**What to work on:**
Print each entry below precisely as shown.

Dataset items
---
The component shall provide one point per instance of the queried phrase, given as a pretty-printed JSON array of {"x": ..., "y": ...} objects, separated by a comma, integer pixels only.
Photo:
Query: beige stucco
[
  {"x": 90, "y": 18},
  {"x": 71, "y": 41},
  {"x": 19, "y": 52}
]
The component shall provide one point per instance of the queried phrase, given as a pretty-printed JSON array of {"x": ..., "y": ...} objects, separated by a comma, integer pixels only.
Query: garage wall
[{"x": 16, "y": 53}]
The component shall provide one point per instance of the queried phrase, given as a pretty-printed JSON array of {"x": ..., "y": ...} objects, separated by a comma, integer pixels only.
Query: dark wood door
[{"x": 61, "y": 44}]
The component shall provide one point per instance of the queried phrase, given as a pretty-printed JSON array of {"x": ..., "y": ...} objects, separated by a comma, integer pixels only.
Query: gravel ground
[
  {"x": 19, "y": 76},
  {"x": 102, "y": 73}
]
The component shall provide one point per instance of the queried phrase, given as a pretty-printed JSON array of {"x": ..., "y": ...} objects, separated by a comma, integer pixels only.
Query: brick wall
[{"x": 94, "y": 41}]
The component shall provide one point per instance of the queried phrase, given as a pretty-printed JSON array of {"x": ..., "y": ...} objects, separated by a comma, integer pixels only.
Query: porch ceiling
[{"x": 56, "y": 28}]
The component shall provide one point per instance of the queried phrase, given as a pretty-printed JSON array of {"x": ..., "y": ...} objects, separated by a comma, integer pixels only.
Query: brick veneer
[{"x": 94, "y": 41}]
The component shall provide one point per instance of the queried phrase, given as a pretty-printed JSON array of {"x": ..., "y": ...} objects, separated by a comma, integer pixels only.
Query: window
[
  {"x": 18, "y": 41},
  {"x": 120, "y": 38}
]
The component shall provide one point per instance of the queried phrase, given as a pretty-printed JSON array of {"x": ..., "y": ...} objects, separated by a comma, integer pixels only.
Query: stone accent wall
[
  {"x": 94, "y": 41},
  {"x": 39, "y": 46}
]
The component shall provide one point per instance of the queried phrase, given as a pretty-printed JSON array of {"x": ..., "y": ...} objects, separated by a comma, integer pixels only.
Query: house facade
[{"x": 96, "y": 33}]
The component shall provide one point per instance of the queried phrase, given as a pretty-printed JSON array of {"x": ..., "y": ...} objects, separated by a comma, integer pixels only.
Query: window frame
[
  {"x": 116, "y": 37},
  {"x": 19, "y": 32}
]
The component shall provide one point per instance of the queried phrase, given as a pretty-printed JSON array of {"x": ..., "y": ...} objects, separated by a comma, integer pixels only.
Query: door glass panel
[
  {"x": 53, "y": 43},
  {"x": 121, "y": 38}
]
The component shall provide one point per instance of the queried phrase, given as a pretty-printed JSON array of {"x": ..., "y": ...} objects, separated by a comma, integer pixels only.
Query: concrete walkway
---
**Result:**
The component shall provide one point per instance of the queried phrase, given as a pretty-printed JSON array of {"x": ..., "y": ...} objects, separated by a comma, integer pixels only.
Photo:
Query: beige stucco
[
  {"x": 90, "y": 18},
  {"x": 71, "y": 41},
  {"x": 19, "y": 52}
]
The component shall provide one point per instance of the queried phrase, given as a pretty-printed JSON array of {"x": ..., "y": ...} objects, separated by a comma, integer pixels only.
Query: garage wall
[{"x": 16, "y": 53}]
The component shall provide one point per instance of the queried phrase, given as a pretty-printed JSON array of {"x": ..., "y": ...} objects, separated by a comma, integer pixels only.
Query: dark wood door
[{"x": 61, "y": 44}]
The component shall provide one point per instance of the queried phrase, given as a pretty-printed JSON array of {"x": ..., "y": ...} objects, separated by a comma, integer pixels only.
Query: gravel ground
[
  {"x": 19, "y": 76},
  {"x": 102, "y": 73}
]
The component shall provide one point per instance of the queried phrase, given as a pretty-printed JSON array of {"x": ..., "y": ...} objects, separated by a comma, integer pixels only.
Query: brick wall
[{"x": 94, "y": 41}]
The component shall provide one point per instance of the queried phrase, given as a pretty-printed JSON array of {"x": ..., "y": ...} objects, separated by a comma, integer pixels only.
Query: porch ceiling
[{"x": 56, "y": 28}]
The component shall provide one point per instance of the queried phrase, given as a pretty-printed JSON array of {"x": ..., "y": ...} objects, separated by a comma, integer pixels only.
Query: brick veneer
[{"x": 94, "y": 41}]
The component shall provide one point per instance of the queried phrase, given as a pretty-printed JSON array of {"x": ..., "y": ...} objects, separated by a comma, integer pixels only.
Query: window
[
  {"x": 18, "y": 41},
  {"x": 120, "y": 38}
]
The component shall provide one point per instance of the queried phrase, given as a pretty-printed JSON array of {"x": ..., "y": ...} objects, separated by a comma, integer pixels only.
Query: stone accent wall
[
  {"x": 94, "y": 41},
  {"x": 39, "y": 46}
]
The component shall provide one point per instance of the queried phrase, given as a pretty-printed JSON array of {"x": ..., "y": ...} objects, separated by a comma, integer pixels only.
Query: house facade
[{"x": 96, "y": 33}]
The component shall provide one point per instance of the queried phrase, given as a pretty-printed JSON array of {"x": ..., "y": ...} objects, separated by a comma, integer pixels only.
Query: window frame
[
  {"x": 116, "y": 37},
  {"x": 19, "y": 32}
]
The component shall provide one point per instance of the queried phrase, given as a pretty-printed JSON array of {"x": ..., "y": ...} objects, separated by a comma, integer pixels only.
Query: door glass panel
[
  {"x": 53, "y": 43},
  {"x": 121, "y": 38}
]
The component shall provide one point per instance of the queried phrase, given as a pretty-printed JSON array of {"x": ..., "y": ...} objects, separated by a comma, integer pixels only.
Query: concrete walkway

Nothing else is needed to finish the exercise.